(Items listed in a dataset)

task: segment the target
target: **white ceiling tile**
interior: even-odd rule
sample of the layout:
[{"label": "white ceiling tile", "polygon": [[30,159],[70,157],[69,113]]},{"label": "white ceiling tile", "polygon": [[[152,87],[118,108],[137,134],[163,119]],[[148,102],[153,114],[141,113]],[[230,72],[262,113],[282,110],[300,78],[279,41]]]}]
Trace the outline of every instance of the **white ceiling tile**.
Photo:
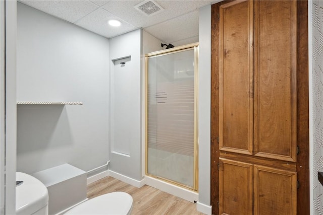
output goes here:
[{"label": "white ceiling tile", "polygon": [[148,17],[134,8],[143,1],[111,1],[103,8],[137,26],[145,28],[209,5],[213,1],[156,1],[165,11]]},{"label": "white ceiling tile", "polygon": [[162,22],[144,30],[168,43],[198,35],[198,11]]},{"label": "white ceiling tile", "polygon": [[179,46],[180,45],[187,45],[188,44],[194,43],[199,41],[198,36],[190,37],[189,38],[184,39],[177,41],[170,41],[170,43],[172,43],[173,45],[175,47]]},{"label": "white ceiling tile", "polygon": [[89,1],[20,1],[51,15],[74,23],[98,8]]},{"label": "white ceiling tile", "polygon": [[[113,19],[117,19],[121,22],[121,26],[119,27],[110,26],[107,21]],[[96,10],[78,20],[75,24],[109,38],[137,28],[103,9]]]},{"label": "white ceiling tile", "polygon": [[98,6],[101,7],[105,5],[106,3],[110,2],[107,0],[90,0],[90,2],[92,2]]}]

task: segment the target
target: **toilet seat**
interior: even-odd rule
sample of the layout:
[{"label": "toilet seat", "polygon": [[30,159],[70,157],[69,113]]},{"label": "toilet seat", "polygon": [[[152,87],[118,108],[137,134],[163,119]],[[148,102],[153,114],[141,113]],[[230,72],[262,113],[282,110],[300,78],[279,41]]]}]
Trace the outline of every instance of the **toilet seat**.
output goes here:
[{"label": "toilet seat", "polygon": [[132,197],[124,192],[105,194],[76,206],[65,214],[130,214]]}]

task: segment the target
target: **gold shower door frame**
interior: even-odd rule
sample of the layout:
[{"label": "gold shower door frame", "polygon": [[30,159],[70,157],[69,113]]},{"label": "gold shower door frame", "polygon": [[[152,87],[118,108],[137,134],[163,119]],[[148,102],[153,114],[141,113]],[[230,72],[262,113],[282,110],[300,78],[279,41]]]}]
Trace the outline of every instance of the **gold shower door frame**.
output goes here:
[{"label": "gold shower door frame", "polygon": [[[192,43],[188,45],[178,46],[177,47],[165,49],[161,51],[155,51],[149,53],[145,55],[145,173],[146,175],[152,177],[171,184],[176,185],[177,186],[188,189],[195,191],[198,190],[198,142],[197,141],[197,90],[198,88],[198,43]],[[193,164],[193,186],[191,187],[186,184],[175,181],[170,179],[163,178],[160,176],[157,176],[151,175],[148,173],[148,59],[150,57],[160,56],[163,55],[174,54],[184,51],[188,51],[194,49],[194,164]]]}]

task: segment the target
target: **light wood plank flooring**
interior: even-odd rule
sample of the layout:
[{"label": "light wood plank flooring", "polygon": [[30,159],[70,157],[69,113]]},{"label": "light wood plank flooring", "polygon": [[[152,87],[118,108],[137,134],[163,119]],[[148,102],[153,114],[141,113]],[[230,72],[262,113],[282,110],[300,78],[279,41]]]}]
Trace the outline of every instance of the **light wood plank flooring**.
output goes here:
[{"label": "light wood plank flooring", "polygon": [[123,191],[133,198],[132,215],[202,215],[195,204],[148,185],[140,188],[112,177],[106,177],[87,185],[87,197],[93,198],[112,192]]}]

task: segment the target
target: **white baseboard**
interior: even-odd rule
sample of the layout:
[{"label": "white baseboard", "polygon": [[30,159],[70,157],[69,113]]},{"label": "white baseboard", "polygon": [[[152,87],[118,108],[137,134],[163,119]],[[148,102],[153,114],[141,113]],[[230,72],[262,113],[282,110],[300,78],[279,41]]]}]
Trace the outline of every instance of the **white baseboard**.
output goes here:
[{"label": "white baseboard", "polygon": [[138,187],[138,188],[146,184],[145,183],[144,178],[141,181],[137,181],[133,178],[131,178],[129,177],[126,176],[125,175],[122,175],[111,170],[108,170],[108,172],[109,176],[113,177],[121,181],[123,181],[127,184],[134,186],[136,187]]},{"label": "white baseboard", "polygon": [[196,202],[196,210],[207,215],[212,215],[212,206],[204,204],[199,201]]},{"label": "white baseboard", "polygon": [[100,172],[100,173],[97,174],[96,175],[89,177],[86,180],[86,184],[89,184],[91,183],[94,182],[94,181],[96,181],[98,180],[100,180],[108,176],[109,173],[107,172],[107,170],[105,170],[104,171]]},{"label": "white baseboard", "polygon": [[149,176],[145,176],[145,179],[146,184],[147,185],[178,196],[191,202],[194,202],[194,201],[197,201],[198,200],[198,193],[196,192],[175,186]]}]

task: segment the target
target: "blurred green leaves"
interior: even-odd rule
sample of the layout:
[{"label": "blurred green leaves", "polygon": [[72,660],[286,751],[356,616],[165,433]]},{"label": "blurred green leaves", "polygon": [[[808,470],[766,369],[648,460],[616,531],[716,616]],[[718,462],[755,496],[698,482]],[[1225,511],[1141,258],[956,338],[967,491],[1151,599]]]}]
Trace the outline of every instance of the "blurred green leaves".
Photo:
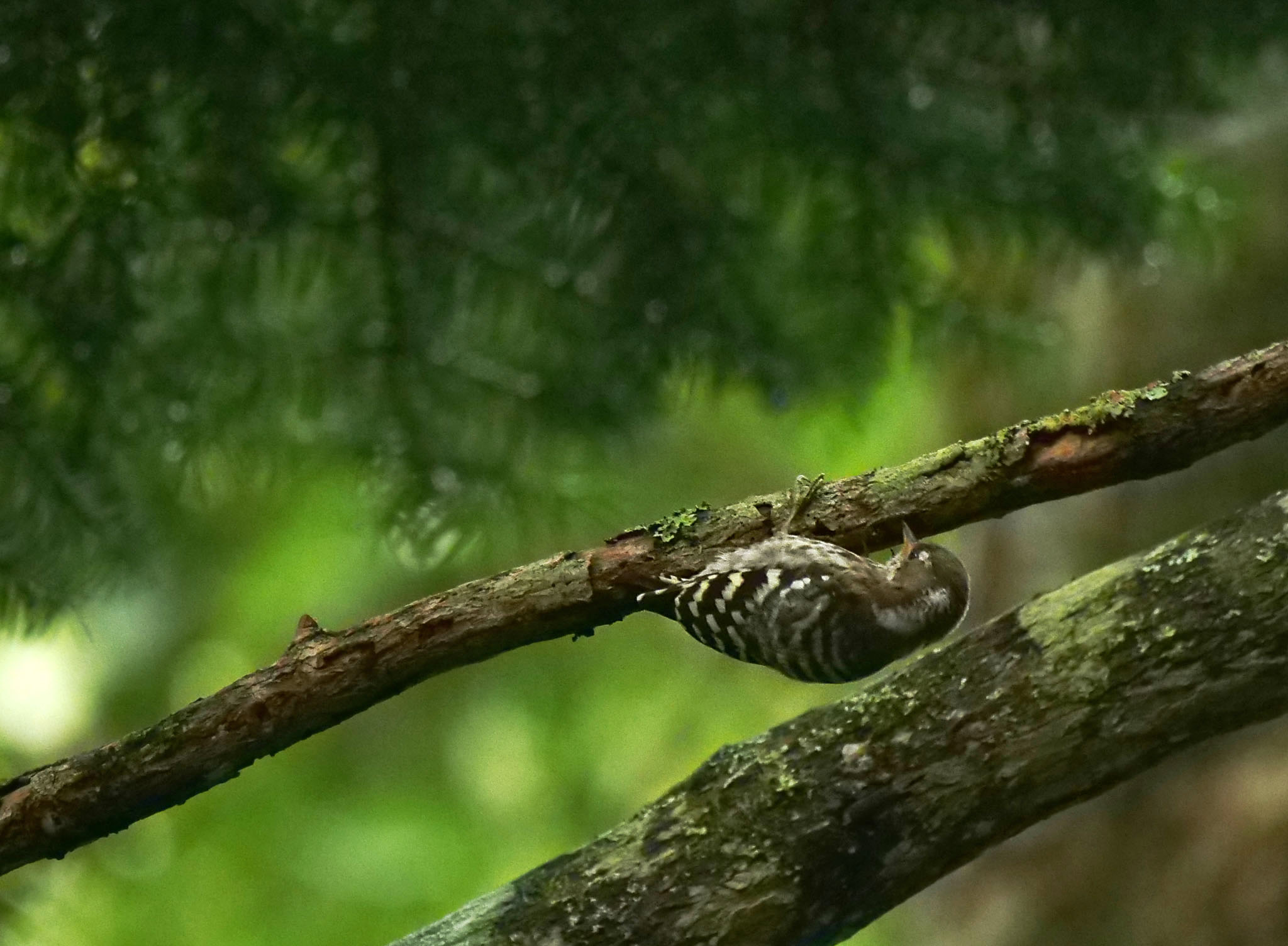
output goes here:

■ Exercise requirements
Word for word, quote the full listing, omitting every picture.

■ Task result
task: segment the target
target: **white ceiling tile**
interior: even-odd rule
sample of the layout:
[{"label": "white ceiling tile", "polygon": [[30,159],[70,157],[69,113]]},{"label": "white ceiling tile", "polygon": [[[152,87],[118,108],[137,134],[163,119]],[[148,102],[153,114],[141,113]],[[230,72],[262,113],[282,110],[300,78],[279,41]]]}]
Trace the outline of every instance of the **white ceiling tile**.
Photo:
output goes here:
[{"label": "white ceiling tile", "polygon": [[148,17],[134,8],[143,1],[111,1],[103,8],[137,26],[145,28],[209,5],[213,1],[156,1],[165,11]]},{"label": "white ceiling tile", "polygon": [[162,22],[144,30],[168,43],[198,35],[198,11]]},{"label": "white ceiling tile", "polygon": [[179,46],[180,45],[187,45],[188,44],[194,43],[199,41],[198,36],[190,37],[189,38],[184,39],[177,41],[170,41],[170,43],[172,43],[173,45],[175,47]]},{"label": "white ceiling tile", "polygon": [[89,1],[20,1],[51,15],[74,23],[98,8]]},{"label": "white ceiling tile", "polygon": [[[113,19],[117,19],[121,22],[121,26],[119,27],[110,26],[107,21]],[[96,10],[78,20],[75,24],[109,38],[137,28],[103,9]]]},{"label": "white ceiling tile", "polygon": [[98,6],[101,7],[105,5],[106,3],[110,2],[107,0],[90,0],[90,2],[92,2]]}]

task: segment the target
target: **toilet seat**
interior: even-odd rule
sample of the layout:
[{"label": "toilet seat", "polygon": [[30,159],[70,157],[69,113]]},{"label": "toilet seat", "polygon": [[[152,87],[118,108],[137,134],[163,119]],[[148,102],[153,114],[141,113]],[[230,72],[262,113],[282,110],[300,78],[279,41]]]}]
Trace the outline of every instance of the **toilet seat**.
output goes here:
[{"label": "toilet seat", "polygon": [[132,197],[124,192],[105,194],[76,206],[65,214],[130,214]]}]

task: segment the target
target: **gold shower door frame**
interior: even-odd rule
sample of the layout:
[{"label": "gold shower door frame", "polygon": [[30,159],[70,157],[69,113]]},{"label": "gold shower door frame", "polygon": [[[152,87],[118,108],[137,134],[163,119]],[[148,102],[153,114],[141,113]],[[230,72],[262,113],[282,110],[300,78],[279,41]]]}]
Trace the outline of every instance of the **gold shower door frame**.
output goes here:
[{"label": "gold shower door frame", "polygon": [[[192,43],[188,45],[178,46],[177,47],[165,49],[161,51],[155,51],[149,53],[145,55],[145,173],[146,175],[152,177],[171,184],[176,185],[177,186],[188,189],[195,191],[198,190],[198,142],[197,141],[197,90],[198,88],[198,43]],[[193,164],[193,186],[191,187],[186,184],[175,181],[170,179],[163,178],[160,176],[157,176],[151,175],[148,173],[148,59],[150,57],[160,56],[163,55],[174,54],[184,51],[188,51],[194,49],[194,164]]]}]

task: segment the target
target: **light wood plank flooring**
interior: even-odd rule
sample of the layout:
[{"label": "light wood plank flooring", "polygon": [[30,159],[70,157],[69,113]]},{"label": "light wood plank flooring", "polygon": [[[152,87],[118,108],[137,134],[163,119]],[[148,102],[153,114],[141,113]],[[230,72],[262,113],[282,110],[300,78],[279,41]]]}]
Trace the outline of every instance of the **light wood plank flooring**.
output goes here:
[{"label": "light wood plank flooring", "polygon": [[123,191],[133,198],[132,215],[202,215],[195,204],[148,185],[140,188],[112,177],[106,177],[87,185],[87,197],[93,198],[112,192]]}]

task: segment the target
target: **white baseboard**
interior: even-odd rule
sample of the layout:
[{"label": "white baseboard", "polygon": [[30,159],[70,157],[69,113]]},{"label": "white baseboard", "polygon": [[[152,87],[118,108],[137,134],[163,119]],[[148,102],[153,114],[141,113]],[[230,72],[262,113],[282,110],[300,78],[279,41]]]}]
Trace the outline of every instance of the **white baseboard**.
output goes here:
[{"label": "white baseboard", "polygon": [[138,187],[138,188],[146,184],[145,183],[144,178],[141,181],[137,181],[133,178],[131,178],[129,177],[126,176],[125,175],[122,175],[111,170],[108,170],[108,172],[109,176],[113,177],[121,181],[123,181],[127,184],[134,186],[136,187]]},{"label": "white baseboard", "polygon": [[196,202],[196,210],[207,215],[212,215],[212,206],[204,204],[199,201]]},{"label": "white baseboard", "polygon": [[100,172],[100,173],[97,174],[96,175],[89,177],[86,180],[86,184],[89,184],[91,183],[94,182],[94,181],[96,181],[98,180],[100,180],[108,176],[109,173],[107,172],[107,170],[105,170],[104,171]]},{"label": "white baseboard", "polygon": [[149,176],[145,176],[145,179],[146,184],[147,185],[178,196],[191,202],[194,202],[194,201],[197,201],[198,200],[198,193],[196,192],[175,186]]}]

task: segment the target
target: "blurred green leaves"
interior: even-odd rule
sample of the layout:
[{"label": "blurred green leaves", "polygon": [[72,660],[286,751],[356,616],[165,433]]},{"label": "blurred green leaves", "polygon": [[[808,470],[766,369],[648,460],[616,531],[716,616]],[[718,462],[755,496],[698,482]],[[1225,511],[1141,258],[956,338],[967,491],[1151,599]]]}]
Trace the outline of every instance of the "blurred green leaves".
Photo:
output goes here:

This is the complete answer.